→ **PROBLEM DETAILS**
Repeat the whole of the data, keeping every detail the same.
# Start of MATERIAL
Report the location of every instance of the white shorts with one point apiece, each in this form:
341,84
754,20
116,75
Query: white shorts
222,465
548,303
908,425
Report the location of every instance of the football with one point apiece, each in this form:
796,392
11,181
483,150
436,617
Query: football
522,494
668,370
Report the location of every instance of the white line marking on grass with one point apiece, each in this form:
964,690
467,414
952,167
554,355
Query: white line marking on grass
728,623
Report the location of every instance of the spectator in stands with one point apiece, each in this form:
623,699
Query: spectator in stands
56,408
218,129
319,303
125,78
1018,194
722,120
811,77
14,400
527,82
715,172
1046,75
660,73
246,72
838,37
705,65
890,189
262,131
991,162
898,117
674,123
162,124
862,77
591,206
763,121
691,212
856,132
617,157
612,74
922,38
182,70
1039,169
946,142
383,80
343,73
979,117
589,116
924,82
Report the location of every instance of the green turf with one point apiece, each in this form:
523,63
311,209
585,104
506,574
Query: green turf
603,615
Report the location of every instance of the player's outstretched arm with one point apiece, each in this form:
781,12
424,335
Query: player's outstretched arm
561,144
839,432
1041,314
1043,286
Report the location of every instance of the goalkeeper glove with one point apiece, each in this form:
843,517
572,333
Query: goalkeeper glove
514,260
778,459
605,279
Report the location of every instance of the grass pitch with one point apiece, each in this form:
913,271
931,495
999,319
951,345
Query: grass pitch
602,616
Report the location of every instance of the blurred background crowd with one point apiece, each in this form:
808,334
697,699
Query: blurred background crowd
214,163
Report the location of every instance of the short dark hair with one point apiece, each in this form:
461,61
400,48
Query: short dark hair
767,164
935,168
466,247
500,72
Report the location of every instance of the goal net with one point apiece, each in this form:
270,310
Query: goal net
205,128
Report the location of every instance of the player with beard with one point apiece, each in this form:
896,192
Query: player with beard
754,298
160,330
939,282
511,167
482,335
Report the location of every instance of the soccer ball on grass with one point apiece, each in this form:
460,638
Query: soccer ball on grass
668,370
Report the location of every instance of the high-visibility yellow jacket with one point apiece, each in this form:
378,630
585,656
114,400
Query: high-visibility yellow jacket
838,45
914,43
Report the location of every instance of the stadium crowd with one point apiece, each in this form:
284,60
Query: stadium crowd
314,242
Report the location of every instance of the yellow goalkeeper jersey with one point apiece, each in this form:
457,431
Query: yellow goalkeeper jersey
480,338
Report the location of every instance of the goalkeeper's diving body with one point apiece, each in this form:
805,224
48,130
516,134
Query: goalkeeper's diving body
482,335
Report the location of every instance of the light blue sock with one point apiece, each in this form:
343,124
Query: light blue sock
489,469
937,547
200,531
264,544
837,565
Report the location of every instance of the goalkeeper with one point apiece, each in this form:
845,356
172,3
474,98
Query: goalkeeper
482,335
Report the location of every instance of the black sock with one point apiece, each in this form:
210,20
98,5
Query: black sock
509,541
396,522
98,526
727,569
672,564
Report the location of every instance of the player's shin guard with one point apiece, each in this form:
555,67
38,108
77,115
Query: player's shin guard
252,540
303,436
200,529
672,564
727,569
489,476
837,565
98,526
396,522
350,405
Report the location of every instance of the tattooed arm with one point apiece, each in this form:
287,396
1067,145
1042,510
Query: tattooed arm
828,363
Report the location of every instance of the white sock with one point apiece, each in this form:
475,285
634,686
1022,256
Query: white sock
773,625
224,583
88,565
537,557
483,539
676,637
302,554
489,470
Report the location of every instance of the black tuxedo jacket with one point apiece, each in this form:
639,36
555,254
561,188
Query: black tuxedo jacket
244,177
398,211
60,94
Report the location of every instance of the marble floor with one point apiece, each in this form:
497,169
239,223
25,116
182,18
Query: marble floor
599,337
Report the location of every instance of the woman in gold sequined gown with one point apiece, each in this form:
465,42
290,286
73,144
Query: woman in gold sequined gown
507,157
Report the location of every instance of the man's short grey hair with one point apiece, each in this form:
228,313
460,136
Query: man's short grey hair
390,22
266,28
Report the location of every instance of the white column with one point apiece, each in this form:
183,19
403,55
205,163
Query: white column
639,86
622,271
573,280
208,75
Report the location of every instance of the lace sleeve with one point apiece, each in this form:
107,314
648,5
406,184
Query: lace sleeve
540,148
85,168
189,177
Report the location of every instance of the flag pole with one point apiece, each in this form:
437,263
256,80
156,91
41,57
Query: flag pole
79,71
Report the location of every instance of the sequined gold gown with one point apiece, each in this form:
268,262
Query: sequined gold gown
# End of MATERIAL
→ **ANSWER TO THIS TASK**
Report the location of every instance of the white shorts with one point apiece, each in this form:
341,84
754,20
116,75
Query: white shorts
222,465
548,303
908,425
Report the location of every instance of the football with one point apiece, each in this form:
796,392
11,181
483,150
436,617
Query: football
522,494
668,370
Report the location of every instance of the white line marking on grass with one point apiece, each in this form:
964,690
467,414
952,167
554,355
Query: white line marking on grass
728,623
Report the location of every instance of the spectator in stands with one point apiece, each in this form:
623,699
Query: spectator in stands
56,408
218,129
319,303
125,78
1018,194
722,120
811,77
14,400
527,82
715,172
1046,75
660,73
246,72
838,37
705,65
890,189
262,131
991,162
898,117
674,123
162,124
862,77
591,206
763,121
691,212
856,132
617,157
612,74
922,38
182,70
1039,169
946,142
383,80
343,73
979,117
589,116
924,82
Report the location of every instance of the green turf with one point apiece, each in this form:
523,63
311,209
585,104
506,574
Query: green turf
603,615
Report the location of every instance of the player's outstretched arm with one point apiece, each in this form:
781,12
424,335
Query: player's outstretched arm
561,144
839,432
1041,314
1043,286
Report the location of every instance of the goalkeeper glove with one point apiece, each in this form:
843,517
572,333
Query: goalkeeper glove
514,260
778,459
605,279
Report the location of every instance of the grass pitch with one point apiece, each in this form:
913,271
931,495
999,319
951,345
Query: grass pitch
602,616
Report the location of every instance of the blurred background crowd with one point apiece, each in this form:
808,334
697,699
Query: blurred background crowd
214,163
Report the location of every instance of the short dark hair with one point apiece, each in this form:
461,61
400,48
Query: short dark hair
767,164
935,168
466,247
500,72
Report the location of every instance of the goal net with one point apiece, each in this form:
270,310
Query: goal net
205,128
Report the location of every instance of the player with beard with one point apiece, each in this form:
896,192
Query: player with beard
754,298
160,330
939,282
511,167
482,335
Report the location of every instance of the soccer ball on grass with one point apiece, each in this form:
460,638
Query: soccer ball on grass
668,370
Report the location of every instance of the high-visibility yellow jacket with one point apiece, each in this form:
378,630
585,656
114,400
Query: high-visibility yellow jacket
838,45
914,43
Report the location of every instance of the stadium crowd with one point apiece, each in this form:
284,60
Query: stadium crowd
314,242
Report the location of every instance of the yellow goalkeeper jersey with one point apiece, each in this form:
457,431
Query: yellow goalkeeper jersey
480,338
Report the location of every instance of the goalkeeper's diving body with one point apiece, each in this form:
805,224
48,130
516,134
Query: goalkeeper's diving body
482,335
Report the location of every instance of the light blue sock with one point apiece, each in this form:
343,124
Query: light blue sock
489,469
937,547
200,531
264,544
837,565
Report the location of every instance of the goalkeeper with one point apiece, each in this form:
845,356
172,3
474,98
Query: goalkeeper
482,335
Report the location of every instance of the black sock with one point apiece, each in this form:
210,20
98,5
Query: black sock
509,541
396,522
98,526
727,569
672,564
Report the location of every instance of the player's shin guard with one point apiece, each in this form:
555,67
38,108
77,115
Query: player's shin guard
252,540
303,436
200,529
672,564
727,569
489,476
837,565
98,526
396,522
350,405
Report the location of every instance of the tattooed arm with one point apiece, each in this form:
287,396
1067,145
1042,510
Query: tattooed arm
828,363
Report the location of every instance of the white sock with one point apiece, each in this form:
475,285
634,686
1022,256
Query: white sock
773,625
224,583
88,565
537,557
483,539
676,637
302,554
489,470
Report the location of every instance of the black tuxedo jacket with one point apiece, each in this form:
639,36
555,254
561,188
Query: black tuxedo jacket
244,177
398,211
60,94
Report the location of every instance of the marble floor with one point apiece, each in this form:
497,169
239,223
25,116
182,18
Query: marble floor
599,337
Report the location of every instance of the woman in gold sequined gown with one point apiece, each in this form:
465,42
290,286
73,144
Query: woman in gold sequined gown
507,157
Report the location of every instance of the man's short grey hair with one point apiece, each in this form:
228,313
460,136
Query: man's short grey hair
390,22
266,28
Report the location of every instance of the white column with one point apiece, each in this form:
183,19
403,55
205,163
Query: white column
639,86
622,271
573,280
208,75
Report the location of every instance of the lace sleeve with one point apiece, each in this form:
107,314
648,5
406,184
Query: lace sleeve
540,148
85,168
189,177
Report the location of every instance of the flag pole with one point apiece, each in this form:
437,263
256,80
156,91
41,57
Query: flag pole
79,71
Report the location of every instance of the sequined gold gown with one point apiece, each in this form:
268,262
Query: sequined gold gown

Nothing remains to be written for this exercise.